Task:
In the dealer agreement excerpt, what written agreement must a dealer execute to be allowed a reallowance from the public offering price?

Given text:
Any of the Units purchased by you hereunder are to be offered by you to the
public at the public offering price, except as herein otherwise provided and
except that a reallowance from such public offering price not in excess of
the
amount set forth on the first page of this Agreement may be allowed as
consideration for services rendered in distribution to dealers that (a) are
actually engaged in the investment banking or securities business; (b) execute
the written agreement prescribed by Rule 2740 of the FINRA Conduct Rules; and
(c) are either members in good standing of the FINRA or foreign banks, dealers
or institutions not eligible for membership in the FINRA that represent to
you
that they will promptly reoffer such Units at the public offering price and
will
abide by the conditions with respect to foreign banks, dealers and institutions
set forth in paragraph 9 below.
3.
You, by becoming a member of the Selected Dealers, agree (a) upon effectiveness
of the Registration Statement and your receipt of the Prospectus, to take up
and
pay for the number of Units allotted and confirmed to you, (b) not to use any
of
the Units to reduce or cover any short position you may have and (c) to make
available a copy of the Prospectus to all persons who on your behalf will
solicit orders for the Units prior to the making of such solicitations by such
persons. You are not authorized to give any information or to make any
representations other than those contained in the Prospectus or any supplements
or amendments thereto.

Supplied data:
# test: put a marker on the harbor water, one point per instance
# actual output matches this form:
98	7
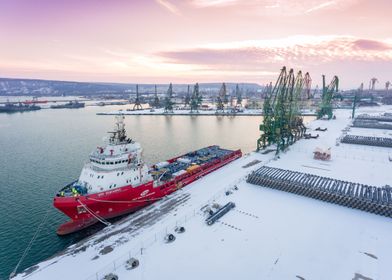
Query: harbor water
41	151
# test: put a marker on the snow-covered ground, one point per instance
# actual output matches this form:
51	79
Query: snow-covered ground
268	235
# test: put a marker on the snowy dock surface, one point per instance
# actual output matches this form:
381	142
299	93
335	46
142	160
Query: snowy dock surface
268	235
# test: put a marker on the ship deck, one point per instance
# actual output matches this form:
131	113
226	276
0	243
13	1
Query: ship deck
177	166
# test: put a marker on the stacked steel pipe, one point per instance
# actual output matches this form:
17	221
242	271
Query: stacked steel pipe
365	123
382	118
353	195
367	140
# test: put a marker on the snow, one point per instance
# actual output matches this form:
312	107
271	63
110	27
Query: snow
268	235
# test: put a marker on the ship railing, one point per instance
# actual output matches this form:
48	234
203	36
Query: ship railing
67	187
139	250
123	168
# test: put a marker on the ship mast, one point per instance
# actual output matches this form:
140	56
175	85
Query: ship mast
119	134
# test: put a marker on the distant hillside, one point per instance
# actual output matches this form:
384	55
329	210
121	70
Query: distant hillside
17	87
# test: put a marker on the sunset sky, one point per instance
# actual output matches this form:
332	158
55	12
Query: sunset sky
187	41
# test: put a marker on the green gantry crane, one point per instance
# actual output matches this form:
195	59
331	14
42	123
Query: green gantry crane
156	103
168	100
238	95
220	107
196	99
329	93
137	105
282	122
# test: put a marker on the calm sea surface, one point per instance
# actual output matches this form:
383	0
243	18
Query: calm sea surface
42	151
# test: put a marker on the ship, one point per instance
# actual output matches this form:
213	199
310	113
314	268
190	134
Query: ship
69	105
35	101
116	180
18	107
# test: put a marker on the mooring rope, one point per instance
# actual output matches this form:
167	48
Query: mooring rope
13	273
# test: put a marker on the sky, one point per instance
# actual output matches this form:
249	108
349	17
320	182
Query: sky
188	41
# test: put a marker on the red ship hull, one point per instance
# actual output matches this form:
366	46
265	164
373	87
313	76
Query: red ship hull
127	199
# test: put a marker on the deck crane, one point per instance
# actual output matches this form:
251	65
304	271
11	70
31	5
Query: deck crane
168	100
137	105
328	94
220	107
196	99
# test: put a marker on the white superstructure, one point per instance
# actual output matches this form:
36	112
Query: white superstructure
117	164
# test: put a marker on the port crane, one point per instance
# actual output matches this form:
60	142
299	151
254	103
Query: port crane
238	95
156	102
168	100
387	85
282	123
196	99
328	94
372	83
137	105
188	96
308	85
220	107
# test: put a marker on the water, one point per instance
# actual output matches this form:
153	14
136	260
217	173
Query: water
42	151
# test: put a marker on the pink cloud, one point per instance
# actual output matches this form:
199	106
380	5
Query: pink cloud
302	50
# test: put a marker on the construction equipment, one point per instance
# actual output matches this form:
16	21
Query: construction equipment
238	95
156	103
187	96
308	85
282	123
387	85
329	93
137	105
168	100
196	99
372	83
321	154
220	107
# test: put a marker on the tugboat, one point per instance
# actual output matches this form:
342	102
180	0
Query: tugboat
19	107
70	105
116	181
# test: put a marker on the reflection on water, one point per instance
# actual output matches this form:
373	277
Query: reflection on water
43	150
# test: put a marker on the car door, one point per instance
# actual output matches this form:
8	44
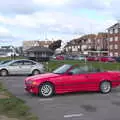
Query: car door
93	79
77	81
27	66
15	67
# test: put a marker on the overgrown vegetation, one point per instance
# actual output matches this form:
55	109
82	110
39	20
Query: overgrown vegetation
14	107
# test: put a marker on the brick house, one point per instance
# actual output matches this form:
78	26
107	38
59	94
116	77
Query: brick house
114	40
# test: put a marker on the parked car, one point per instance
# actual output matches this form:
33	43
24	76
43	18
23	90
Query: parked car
80	58
23	66
72	78
92	58
107	59
59	57
3	62
117	59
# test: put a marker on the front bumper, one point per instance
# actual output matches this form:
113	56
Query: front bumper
32	89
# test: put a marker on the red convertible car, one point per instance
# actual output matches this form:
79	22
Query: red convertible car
72	78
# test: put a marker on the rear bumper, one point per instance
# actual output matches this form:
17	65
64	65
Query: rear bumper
32	89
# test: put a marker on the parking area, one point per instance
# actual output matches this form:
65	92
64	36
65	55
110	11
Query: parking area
77	106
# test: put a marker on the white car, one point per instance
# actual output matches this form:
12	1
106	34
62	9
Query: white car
21	67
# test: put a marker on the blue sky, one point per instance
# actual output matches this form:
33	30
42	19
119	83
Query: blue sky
54	19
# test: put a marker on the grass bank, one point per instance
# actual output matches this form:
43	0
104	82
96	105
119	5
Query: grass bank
13	107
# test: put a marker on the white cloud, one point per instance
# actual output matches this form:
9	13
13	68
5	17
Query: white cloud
50	2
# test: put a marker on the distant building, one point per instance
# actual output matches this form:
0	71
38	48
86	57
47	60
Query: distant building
7	51
114	39
35	43
38	53
90	44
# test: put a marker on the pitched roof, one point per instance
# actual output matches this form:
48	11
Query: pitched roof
39	49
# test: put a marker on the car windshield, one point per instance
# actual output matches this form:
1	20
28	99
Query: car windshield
4	62
62	69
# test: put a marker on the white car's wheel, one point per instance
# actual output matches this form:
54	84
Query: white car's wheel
46	90
105	87
35	72
4	73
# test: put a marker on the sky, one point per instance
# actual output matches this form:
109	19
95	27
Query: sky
54	19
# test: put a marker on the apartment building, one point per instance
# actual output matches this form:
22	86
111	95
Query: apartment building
35	43
90	44
114	39
82	45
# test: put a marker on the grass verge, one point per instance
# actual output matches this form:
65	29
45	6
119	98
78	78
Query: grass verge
14	107
106	66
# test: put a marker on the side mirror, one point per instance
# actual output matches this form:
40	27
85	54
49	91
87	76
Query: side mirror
70	73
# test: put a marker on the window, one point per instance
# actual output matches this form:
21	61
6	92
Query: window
111	54
89	40
116	30
111	47
83	69
17	63
116	54
116	38
28	63
116	46
111	31
111	39
89	47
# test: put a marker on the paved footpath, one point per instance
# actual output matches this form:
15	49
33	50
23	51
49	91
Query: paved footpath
78	106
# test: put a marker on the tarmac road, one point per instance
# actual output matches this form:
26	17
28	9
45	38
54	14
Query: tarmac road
78	106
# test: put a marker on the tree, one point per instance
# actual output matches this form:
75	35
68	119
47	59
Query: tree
55	45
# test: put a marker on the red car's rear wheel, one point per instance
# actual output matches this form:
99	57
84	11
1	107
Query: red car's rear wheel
105	87
46	89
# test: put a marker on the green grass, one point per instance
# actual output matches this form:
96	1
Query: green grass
14	107
106	66
9	58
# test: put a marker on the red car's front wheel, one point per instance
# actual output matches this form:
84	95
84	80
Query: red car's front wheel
46	90
105	87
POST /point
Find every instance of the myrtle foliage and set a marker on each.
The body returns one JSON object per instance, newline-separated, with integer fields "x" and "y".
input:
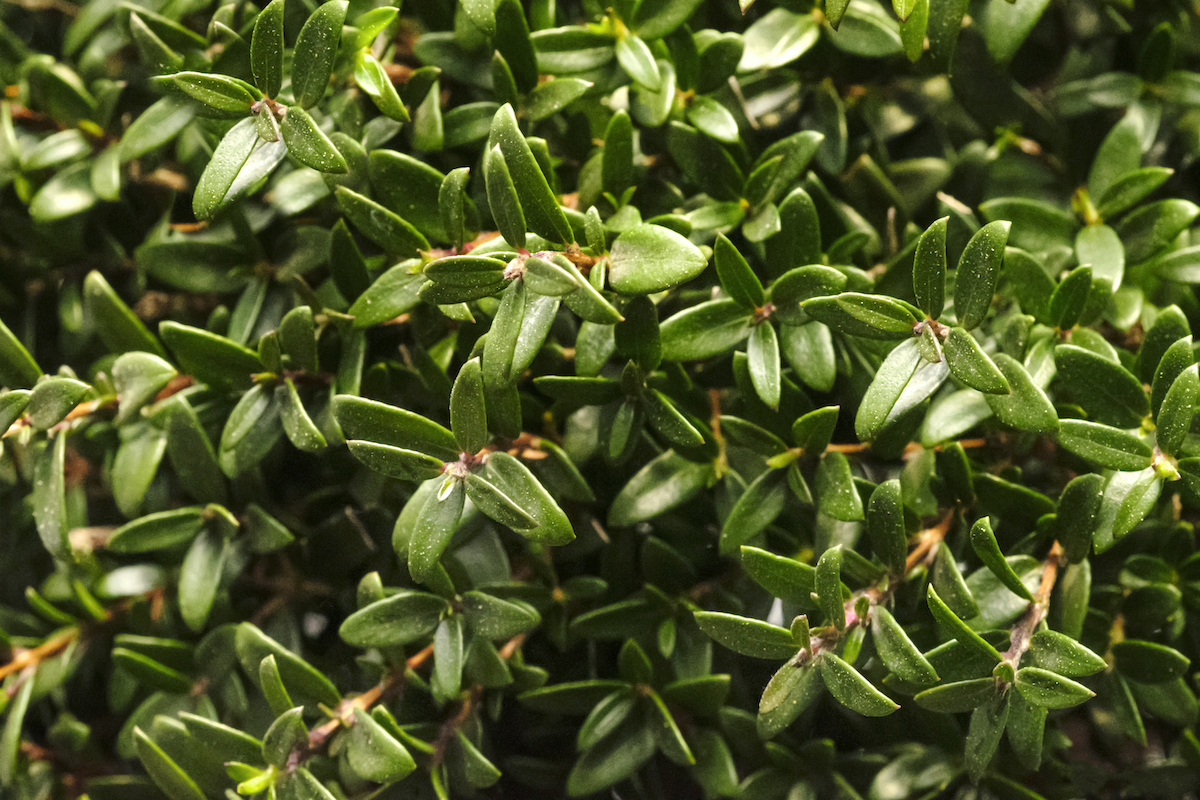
{"x": 660, "y": 398}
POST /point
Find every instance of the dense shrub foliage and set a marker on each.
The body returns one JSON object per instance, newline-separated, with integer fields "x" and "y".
{"x": 659, "y": 400}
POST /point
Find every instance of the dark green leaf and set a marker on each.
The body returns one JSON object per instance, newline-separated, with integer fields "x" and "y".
{"x": 977, "y": 274}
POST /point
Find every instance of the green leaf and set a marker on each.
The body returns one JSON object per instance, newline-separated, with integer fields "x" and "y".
{"x": 763, "y": 362}
{"x": 1149, "y": 662}
{"x": 52, "y": 400}
{"x": 757, "y": 507}
{"x": 835, "y": 492}
{"x": 970, "y": 365}
{"x": 119, "y": 328}
{"x": 828, "y": 584}
{"x": 783, "y": 577}
{"x": 221, "y": 94}
{"x": 379, "y": 224}
{"x": 402, "y": 618}
{"x": 651, "y": 258}
{"x": 1026, "y": 407}
{"x": 958, "y": 696}
{"x": 957, "y": 629}
{"x": 870, "y": 316}
{"x": 396, "y": 462}
{"x": 1129, "y": 190}
{"x": 312, "y": 61}
{"x": 1174, "y": 419}
{"x": 1151, "y": 228}
{"x": 750, "y": 637}
{"x": 375, "y": 753}
{"x": 736, "y": 276}
{"x": 298, "y": 425}
{"x": 309, "y": 144}
{"x": 436, "y": 524}
{"x": 637, "y": 61}
{"x": 929, "y": 268}
{"x": 17, "y": 366}
{"x": 211, "y": 359}
{"x": 983, "y": 734}
{"x": 666, "y": 481}
{"x": 851, "y": 689}
{"x": 1109, "y": 392}
{"x": 898, "y": 651}
{"x": 493, "y": 618}
{"x": 791, "y": 691}
{"x": 977, "y": 274}
{"x": 163, "y": 771}
{"x": 48, "y": 497}
{"x": 615, "y": 758}
{"x": 983, "y": 542}
{"x": 1062, "y": 654}
{"x": 1104, "y": 445}
{"x": 1051, "y": 690}
{"x": 267, "y": 49}
{"x": 541, "y": 210}
{"x": 705, "y": 330}
{"x": 365, "y": 419}
{"x": 515, "y": 480}
{"x": 213, "y": 192}
{"x": 886, "y": 525}
{"x": 157, "y": 530}
{"x": 199, "y": 578}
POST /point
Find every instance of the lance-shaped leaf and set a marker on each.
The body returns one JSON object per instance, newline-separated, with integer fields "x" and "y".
{"x": 870, "y": 316}
{"x": 379, "y": 224}
{"x": 316, "y": 48}
{"x": 929, "y": 268}
{"x": 543, "y": 212}
{"x": 886, "y": 528}
{"x": 399, "y": 619}
{"x": 365, "y": 419}
{"x": 162, "y": 769}
{"x": 957, "y": 629}
{"x": 984, "y": 731}
{"x": 970, "y": 365}
{"x": 1109, "y": 392}
{"x": 468, "y": 415}
{"x": 762, "y": 353}
{"x": 851, "y": 689}
{"x": 1051, "y": 690}
{"x": 221, "y": 94}
{"x": 551, "y": 525}
{"x": 232, "y": 154}
{"x": 309, "y": 144}
{"x": 978, "y": 271}
{"x": 983, "y": 541}
{"x": 1025, "y": 407}
{"x": 898, "y": 651}
{"x": 736, "y": 276}
{"x": 1062, "y": 654}
{"x": 651, "y": 258}
{"x": 1149, "y": 662}
{"x": 835, "y": 492}
{"x": 705, "y": 330}
{"x": 267, "y": 49}
{"x": 958, "y": 696}
{"x": 889, "y": 383}
{"x": 783, "y": 577}
{"x": 750, "y": 637}
{"x": 828, "y": 585}
{"x": 1104, "y": 445}
{"x": 757, "y": 507}
{"x": 789, "y": 693}
{"x": 1174, "y": 417}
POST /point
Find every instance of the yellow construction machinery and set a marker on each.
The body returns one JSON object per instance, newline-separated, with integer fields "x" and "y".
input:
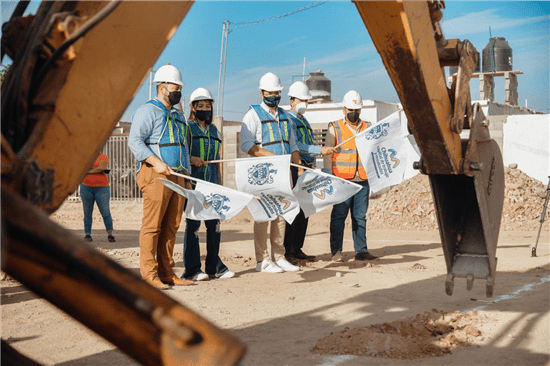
{"x": 77, "y": 65}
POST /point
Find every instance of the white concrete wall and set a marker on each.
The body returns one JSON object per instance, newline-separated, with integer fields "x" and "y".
{"x": 527, "y": 143}
{"x": 319, "y": 115}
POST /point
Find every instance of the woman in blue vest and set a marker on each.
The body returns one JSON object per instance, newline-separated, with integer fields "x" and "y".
{"x": 206, "y": 143}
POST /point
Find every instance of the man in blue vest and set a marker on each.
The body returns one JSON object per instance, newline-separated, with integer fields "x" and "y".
{"x": 206, "y": 143}
{"x": 266, "y": 131}
{"x": 295, "y": 233}
{"x": 159, "y": 139}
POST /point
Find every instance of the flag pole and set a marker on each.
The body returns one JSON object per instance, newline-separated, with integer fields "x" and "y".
{"x": 229, "y": 160}
{"x": 196, "y": 180}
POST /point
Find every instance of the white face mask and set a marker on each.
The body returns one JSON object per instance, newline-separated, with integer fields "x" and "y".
{"x": 301, "y": 107}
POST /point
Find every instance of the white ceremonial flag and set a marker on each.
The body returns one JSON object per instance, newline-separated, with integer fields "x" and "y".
{"x": 269, "y": 179}
{"x": 383, "y": 152}
{"x": 316, "y": 191}
{"x": 226, "y": 201}
{"x": 210, "y": 201}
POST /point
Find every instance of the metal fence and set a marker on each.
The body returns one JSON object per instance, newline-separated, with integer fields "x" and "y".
{"x": 122, "y": 177}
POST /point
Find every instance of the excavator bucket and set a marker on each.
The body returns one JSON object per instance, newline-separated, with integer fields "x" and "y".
{"x": 469, "y": 209}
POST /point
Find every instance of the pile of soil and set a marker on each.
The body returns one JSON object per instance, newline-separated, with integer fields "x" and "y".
{"x": 409, "y": 205}
{"x": 431, "y": 334}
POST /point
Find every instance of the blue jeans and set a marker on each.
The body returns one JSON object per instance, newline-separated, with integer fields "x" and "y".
{"x": 191, "y": 248}
{"x": 358, "y": 205}
{"x": 101, "y": 196}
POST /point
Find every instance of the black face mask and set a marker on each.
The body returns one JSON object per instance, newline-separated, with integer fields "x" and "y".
{"x": 205, "y": 116}
{"x": 353, "y": 116}
{"x": 272, "y": 101}
{"x": 174, "y": 98}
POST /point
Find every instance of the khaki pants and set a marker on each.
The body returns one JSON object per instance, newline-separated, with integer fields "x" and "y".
{"x": 277, "y": 236}
{"x": 162, "y": 212}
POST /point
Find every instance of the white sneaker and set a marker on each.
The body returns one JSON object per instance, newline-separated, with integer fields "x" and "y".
{"x": 226, "y": 274}
{"x": 268, "y": 266}
{"x": 287, "y": 266}
{"x": 200, "y": 276}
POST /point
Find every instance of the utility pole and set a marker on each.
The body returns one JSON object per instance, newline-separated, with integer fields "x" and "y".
{"x": 150, "y": 84}
{"x": 221, "y": 76}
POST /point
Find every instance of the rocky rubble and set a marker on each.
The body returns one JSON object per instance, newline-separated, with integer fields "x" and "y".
{"x": 409, "y": 206}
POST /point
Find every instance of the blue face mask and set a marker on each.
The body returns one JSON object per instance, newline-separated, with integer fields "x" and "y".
{"x": 272, "y": 101}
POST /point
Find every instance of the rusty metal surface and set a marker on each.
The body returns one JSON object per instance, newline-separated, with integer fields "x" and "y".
{"x": 73, "y": 111}
{"x": 404, "y": 36}
{"x": 469, "y": 208}
{"x": 104, "y": 296}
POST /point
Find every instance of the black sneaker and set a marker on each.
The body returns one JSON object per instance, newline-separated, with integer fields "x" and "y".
{"x": 365, "y": 257}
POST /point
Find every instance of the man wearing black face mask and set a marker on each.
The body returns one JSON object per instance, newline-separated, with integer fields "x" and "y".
{"x": 266, "y": 131}
{"x": 206, "y": 143}
{"x": 345, "y": 163}
{"x": 159, "y": 139}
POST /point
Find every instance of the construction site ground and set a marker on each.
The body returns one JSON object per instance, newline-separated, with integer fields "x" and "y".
{"x": 390, "y": 311}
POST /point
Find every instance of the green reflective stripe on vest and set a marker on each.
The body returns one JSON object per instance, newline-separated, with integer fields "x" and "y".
{"x": 344, "y": 163}
{"x": 169, "y": 123}
{"x": 338, "y": 133}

Correct response:
The written agreement prescribed by Rule 2740 of the FINRA Conduct Rules.